Fragmento del documento:
Siendo meridianos en el lenguaje, las catástrofes las tienen que gestionar los expertos en la gestión de catástrofes. Parece fácil, ¿verdad? No se puede organizar un servicio de bomberos después de que se produzca un incendio. El servicio de bomberos tiene que existir con medios adecuados y con personal formado y entrenado para su misión antes de que se produzcan los incendios. Pues en las catástrofes pasa lo mismo. Cuando llega la catástrofe no se puede improvisar, hay que estar organizados de antemano.

Si alguien hubiese dispuesto de la información adecuada y la responsabilidad de prevenir las catástrofes a nivel nacional en aquel momento en que aún no había llegado la covid-19 a Europa debería haber calificado la situación como de “grave riesgo”, que es la fase previa, el momento en el cual se predicen o se prevén las medidas que se han de adoptar; justamente en ese instante, cuando se advierte con antelación la amenaza del riesgo. El problema es que ese alguien no existía, ni existe. Otra cuestión es si ese alguien hubiese sido escuchado o no por el Gobierno en sus advertencias.

Registros proporcionados:
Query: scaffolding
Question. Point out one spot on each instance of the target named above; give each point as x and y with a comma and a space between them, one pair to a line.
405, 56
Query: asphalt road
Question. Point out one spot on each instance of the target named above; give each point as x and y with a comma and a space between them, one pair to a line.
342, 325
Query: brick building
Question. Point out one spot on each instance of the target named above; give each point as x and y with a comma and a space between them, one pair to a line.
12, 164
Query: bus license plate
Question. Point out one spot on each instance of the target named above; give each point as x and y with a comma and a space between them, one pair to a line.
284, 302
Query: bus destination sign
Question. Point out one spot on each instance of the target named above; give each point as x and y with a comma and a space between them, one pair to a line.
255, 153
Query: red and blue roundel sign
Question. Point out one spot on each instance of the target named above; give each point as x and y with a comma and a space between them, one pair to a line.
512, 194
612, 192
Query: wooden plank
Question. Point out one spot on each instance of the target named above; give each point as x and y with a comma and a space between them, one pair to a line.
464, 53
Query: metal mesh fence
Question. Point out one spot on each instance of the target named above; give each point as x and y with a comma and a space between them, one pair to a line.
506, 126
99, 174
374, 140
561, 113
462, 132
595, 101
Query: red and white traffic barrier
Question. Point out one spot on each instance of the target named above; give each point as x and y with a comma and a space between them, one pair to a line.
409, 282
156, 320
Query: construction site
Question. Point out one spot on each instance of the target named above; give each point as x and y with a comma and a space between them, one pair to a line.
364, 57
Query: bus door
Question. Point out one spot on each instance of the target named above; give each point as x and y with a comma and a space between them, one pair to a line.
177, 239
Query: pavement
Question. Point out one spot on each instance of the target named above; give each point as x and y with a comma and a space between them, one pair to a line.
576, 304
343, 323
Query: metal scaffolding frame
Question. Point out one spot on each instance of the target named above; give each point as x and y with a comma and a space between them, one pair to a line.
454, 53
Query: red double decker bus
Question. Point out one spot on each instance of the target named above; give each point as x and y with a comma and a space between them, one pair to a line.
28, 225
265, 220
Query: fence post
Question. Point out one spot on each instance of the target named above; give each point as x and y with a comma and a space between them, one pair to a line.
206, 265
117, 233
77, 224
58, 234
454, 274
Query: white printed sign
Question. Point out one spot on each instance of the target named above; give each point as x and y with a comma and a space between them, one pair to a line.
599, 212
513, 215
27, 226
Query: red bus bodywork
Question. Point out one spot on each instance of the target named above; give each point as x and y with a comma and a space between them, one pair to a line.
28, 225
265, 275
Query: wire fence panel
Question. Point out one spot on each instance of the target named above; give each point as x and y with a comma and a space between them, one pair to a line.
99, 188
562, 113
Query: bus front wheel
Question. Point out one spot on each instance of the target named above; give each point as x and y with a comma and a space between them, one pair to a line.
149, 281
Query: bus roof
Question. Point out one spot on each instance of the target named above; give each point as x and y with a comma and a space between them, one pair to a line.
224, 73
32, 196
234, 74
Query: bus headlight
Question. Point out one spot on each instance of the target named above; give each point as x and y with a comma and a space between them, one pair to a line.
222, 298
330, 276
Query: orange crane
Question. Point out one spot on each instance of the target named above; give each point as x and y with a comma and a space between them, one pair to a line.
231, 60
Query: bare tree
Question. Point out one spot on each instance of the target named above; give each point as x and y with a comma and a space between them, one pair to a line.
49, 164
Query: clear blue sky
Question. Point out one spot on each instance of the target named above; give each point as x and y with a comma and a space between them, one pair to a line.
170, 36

Instrucciones:
1. Según el texto sobre la gestión de catástrofes, ¿quiénes tienen que gestionar las catástrofes?
2. Reproduce del texto sobre la gestión de catástrofes el pasaje que va desde "Si alguien hubiese" hasta "en sus advertencias.".
3. Prosigue el texto sobre la gestión de catástrofes a partir de su última oración.

Respuestas numeradas:
1. Los expertos en la gestión de catástrofes.

2.
Si alguien hubiese dispuesto de la información adecuada y la responsabilidad de prevenir las catástrofes a nivel nacional en aquel momento en que aún no había llegado la covid-19 a Europa debería haber calificado la situación como de “grave riesgo”, que es la fase previa, el momento en el cual se predicen o se prevén las medidas que se han de adoptar; justamente en ese instante, cuando se advierte con antelación la amenaza del riesgo. El problema es que ese alguien no existía, ni existe. Otra cuestión es si ese alguien hubiese sido escuchado o no por el Gobierno en sus advertencias.

3.
El caso es que se sigue gestionando una situación de emergencia nacional con un estado de alarma light de efecto tobogán (subir para caer), sin aprobar una legislación ad hoc para hacer frente a la catástrofe. Y los equipos técnicos, asesores de los gabinetes políticos siguen siendo mayoritariamente del ámbito sanitario para hacer frente a una situación de calamidad pública que no superaremos al menos en un año y con algunos miles de muertos más.

Que la gestión técnica de esta emergencia nacional se encaje casi exclusivamente dentro del ámbito de las ciencias de la salud, tratándola como un fenómeno biológico-médico-sanitario-hospitalario-farmacéutico-epidemiológico, por el hecho de que la enfermedad está producida por un virus, es como si la prevención de incendios y la lucha contra incendios se la encomendásemos a los licenciados en Químicas por el hecho de que la combustión que producen los incendios es una reacción química exotérmica.

¡Todo lo que nos pasa, es poco!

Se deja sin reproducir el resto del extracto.